## Instructions to follow:
Revise the items from the beginning up to and including the line with "[[302, 599], [936, 719], [811, 421], [273, 896], [876, 488]]": swap "phrase" for "text prompt" and keep everything else the same. Return only those lines.
● ● ● ● ●
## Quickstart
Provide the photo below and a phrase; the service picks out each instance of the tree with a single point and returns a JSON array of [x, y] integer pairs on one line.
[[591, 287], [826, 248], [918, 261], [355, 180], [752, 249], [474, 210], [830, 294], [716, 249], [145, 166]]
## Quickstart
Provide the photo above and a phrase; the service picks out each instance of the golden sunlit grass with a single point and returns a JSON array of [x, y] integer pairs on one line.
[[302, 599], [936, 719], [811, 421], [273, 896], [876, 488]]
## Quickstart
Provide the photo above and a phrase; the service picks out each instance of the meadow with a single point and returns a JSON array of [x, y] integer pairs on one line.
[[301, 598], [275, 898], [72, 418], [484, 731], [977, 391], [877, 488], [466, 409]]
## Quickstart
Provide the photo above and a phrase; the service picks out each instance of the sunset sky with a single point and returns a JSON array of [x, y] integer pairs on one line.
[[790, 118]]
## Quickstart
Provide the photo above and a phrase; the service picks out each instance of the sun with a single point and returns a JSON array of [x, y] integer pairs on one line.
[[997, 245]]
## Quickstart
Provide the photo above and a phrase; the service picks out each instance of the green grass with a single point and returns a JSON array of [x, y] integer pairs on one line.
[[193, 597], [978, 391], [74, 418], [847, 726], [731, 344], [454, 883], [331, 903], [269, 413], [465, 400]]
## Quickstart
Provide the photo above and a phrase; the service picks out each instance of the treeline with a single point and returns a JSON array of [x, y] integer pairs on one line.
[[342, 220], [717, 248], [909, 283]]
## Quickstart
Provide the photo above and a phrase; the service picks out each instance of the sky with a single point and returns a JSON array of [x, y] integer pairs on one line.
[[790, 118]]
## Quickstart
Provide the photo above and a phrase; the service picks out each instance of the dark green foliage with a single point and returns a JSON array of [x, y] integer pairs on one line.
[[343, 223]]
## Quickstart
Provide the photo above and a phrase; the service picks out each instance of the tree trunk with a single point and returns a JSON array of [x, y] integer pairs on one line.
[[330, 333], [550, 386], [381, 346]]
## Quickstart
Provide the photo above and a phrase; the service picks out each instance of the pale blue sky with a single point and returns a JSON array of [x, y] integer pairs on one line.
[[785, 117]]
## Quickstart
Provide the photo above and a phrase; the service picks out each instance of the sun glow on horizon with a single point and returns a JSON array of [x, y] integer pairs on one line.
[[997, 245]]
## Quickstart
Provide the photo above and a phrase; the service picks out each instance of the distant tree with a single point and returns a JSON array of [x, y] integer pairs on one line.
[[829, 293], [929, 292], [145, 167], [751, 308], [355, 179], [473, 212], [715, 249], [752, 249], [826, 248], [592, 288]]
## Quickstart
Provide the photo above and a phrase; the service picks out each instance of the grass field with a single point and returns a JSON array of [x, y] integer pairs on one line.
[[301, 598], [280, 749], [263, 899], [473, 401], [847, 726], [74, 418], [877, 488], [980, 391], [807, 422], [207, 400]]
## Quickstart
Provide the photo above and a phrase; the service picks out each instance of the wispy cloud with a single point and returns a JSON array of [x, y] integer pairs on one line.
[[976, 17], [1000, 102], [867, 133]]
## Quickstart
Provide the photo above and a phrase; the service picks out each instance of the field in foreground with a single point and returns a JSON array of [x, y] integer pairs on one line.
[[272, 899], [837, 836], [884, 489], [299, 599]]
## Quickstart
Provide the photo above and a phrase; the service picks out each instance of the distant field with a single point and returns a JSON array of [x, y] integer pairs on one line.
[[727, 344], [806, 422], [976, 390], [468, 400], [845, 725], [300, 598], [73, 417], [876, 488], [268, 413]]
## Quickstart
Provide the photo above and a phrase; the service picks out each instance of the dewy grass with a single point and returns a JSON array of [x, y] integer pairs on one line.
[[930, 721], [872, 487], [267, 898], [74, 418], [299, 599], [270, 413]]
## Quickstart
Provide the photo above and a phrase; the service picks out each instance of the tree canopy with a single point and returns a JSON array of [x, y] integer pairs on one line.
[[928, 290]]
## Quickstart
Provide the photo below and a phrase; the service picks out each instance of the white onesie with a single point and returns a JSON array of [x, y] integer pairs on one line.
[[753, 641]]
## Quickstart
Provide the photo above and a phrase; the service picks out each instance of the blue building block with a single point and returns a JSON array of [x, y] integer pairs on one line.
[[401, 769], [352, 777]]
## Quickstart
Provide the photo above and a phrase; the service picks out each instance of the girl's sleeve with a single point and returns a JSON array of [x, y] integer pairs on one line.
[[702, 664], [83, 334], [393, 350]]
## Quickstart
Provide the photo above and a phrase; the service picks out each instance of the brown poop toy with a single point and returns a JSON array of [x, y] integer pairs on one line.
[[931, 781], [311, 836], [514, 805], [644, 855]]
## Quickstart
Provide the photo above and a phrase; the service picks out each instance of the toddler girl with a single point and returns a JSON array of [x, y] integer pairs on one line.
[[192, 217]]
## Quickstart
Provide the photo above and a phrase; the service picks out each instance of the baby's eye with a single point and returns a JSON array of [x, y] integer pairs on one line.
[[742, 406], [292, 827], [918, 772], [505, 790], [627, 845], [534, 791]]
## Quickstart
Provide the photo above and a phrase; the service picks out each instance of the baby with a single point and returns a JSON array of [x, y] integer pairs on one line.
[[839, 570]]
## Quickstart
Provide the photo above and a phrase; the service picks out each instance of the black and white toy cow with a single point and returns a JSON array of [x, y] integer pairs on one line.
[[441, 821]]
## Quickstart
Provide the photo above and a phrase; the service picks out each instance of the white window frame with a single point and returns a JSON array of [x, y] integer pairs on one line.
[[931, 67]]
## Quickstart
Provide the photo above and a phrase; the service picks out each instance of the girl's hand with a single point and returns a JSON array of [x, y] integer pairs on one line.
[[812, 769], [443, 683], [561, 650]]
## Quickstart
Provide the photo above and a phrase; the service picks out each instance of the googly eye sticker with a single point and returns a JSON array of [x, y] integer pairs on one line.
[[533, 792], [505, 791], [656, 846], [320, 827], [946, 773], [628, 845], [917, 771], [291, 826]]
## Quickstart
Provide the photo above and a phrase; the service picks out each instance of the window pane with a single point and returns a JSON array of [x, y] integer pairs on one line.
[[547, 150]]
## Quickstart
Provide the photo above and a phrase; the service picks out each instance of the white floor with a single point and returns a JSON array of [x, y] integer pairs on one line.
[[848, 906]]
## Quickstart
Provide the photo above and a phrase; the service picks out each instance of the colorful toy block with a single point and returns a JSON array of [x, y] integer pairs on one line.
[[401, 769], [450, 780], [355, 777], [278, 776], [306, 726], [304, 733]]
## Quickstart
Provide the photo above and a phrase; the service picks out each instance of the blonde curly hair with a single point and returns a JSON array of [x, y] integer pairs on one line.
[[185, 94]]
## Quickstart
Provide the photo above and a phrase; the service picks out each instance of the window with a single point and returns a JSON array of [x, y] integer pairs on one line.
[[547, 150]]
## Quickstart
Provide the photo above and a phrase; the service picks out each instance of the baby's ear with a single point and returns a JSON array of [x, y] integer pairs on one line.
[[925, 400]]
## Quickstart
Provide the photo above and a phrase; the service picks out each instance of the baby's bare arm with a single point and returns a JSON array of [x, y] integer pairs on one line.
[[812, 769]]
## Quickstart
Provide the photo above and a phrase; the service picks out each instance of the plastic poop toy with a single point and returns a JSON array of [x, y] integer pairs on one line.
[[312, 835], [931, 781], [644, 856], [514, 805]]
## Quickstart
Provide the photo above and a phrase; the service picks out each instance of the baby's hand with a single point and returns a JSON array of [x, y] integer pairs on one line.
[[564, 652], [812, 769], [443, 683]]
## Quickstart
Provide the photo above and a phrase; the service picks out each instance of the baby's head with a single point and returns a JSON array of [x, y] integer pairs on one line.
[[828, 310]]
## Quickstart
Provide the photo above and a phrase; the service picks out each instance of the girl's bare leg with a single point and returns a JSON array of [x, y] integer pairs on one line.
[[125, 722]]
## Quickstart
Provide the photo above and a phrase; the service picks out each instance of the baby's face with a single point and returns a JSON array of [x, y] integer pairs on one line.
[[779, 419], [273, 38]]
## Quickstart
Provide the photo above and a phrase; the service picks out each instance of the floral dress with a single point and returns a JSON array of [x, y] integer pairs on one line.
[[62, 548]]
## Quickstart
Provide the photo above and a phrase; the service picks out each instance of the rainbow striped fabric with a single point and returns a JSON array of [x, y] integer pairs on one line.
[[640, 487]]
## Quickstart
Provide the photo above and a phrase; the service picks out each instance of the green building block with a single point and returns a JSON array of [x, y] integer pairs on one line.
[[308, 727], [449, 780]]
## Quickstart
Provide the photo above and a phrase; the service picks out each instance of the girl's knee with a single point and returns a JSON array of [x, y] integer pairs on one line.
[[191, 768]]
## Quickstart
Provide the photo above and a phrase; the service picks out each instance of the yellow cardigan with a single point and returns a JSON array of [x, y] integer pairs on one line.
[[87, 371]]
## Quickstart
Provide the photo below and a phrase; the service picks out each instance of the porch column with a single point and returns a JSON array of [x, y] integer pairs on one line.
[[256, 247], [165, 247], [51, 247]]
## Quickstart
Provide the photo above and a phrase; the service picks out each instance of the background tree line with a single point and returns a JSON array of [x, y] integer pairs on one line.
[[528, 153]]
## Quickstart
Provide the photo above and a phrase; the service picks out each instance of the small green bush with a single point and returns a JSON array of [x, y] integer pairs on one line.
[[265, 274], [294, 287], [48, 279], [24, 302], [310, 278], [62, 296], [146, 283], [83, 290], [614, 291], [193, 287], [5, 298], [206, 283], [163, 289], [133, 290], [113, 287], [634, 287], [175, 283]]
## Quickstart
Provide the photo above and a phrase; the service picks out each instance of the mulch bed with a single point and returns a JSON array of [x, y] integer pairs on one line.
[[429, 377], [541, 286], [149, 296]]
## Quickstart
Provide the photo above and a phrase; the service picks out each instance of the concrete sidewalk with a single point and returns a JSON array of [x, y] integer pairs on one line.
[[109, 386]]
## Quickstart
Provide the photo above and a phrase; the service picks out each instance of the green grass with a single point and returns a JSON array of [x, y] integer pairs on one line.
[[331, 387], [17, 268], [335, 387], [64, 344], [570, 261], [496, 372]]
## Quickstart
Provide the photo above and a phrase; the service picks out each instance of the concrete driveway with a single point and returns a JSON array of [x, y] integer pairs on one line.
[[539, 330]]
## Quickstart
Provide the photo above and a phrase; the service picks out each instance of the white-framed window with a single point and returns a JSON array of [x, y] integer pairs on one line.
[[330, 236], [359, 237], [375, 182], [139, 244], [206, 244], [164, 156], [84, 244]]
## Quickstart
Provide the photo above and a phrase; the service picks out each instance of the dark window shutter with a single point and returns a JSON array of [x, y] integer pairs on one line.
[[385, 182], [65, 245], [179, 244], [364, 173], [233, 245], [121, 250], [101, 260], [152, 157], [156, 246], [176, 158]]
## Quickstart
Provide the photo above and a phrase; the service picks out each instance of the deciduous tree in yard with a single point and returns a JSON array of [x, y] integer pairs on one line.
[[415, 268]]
● ● ● ● ●
## Problem solution:
## Quickstart
Provide the photo below and a text prompt; the service picks out each instance of the tree with a single point and returns a JSON array of [x, y] integer pairs on one line.
[[591, 287], [826, 248], [918, 261], [355, 180], [752, 249], [474, 210], [830, 294], [716, 249], [145, 166]]
## Quickstart
Provide the photo above and a text prompt; the service picks out each instance of the golden sunlit grass with a single point and returns a JSON array of [x, y] integer pairs on one line.
[[302, 599], [936, 719], [811, 421], [273, 896], [876, 488]]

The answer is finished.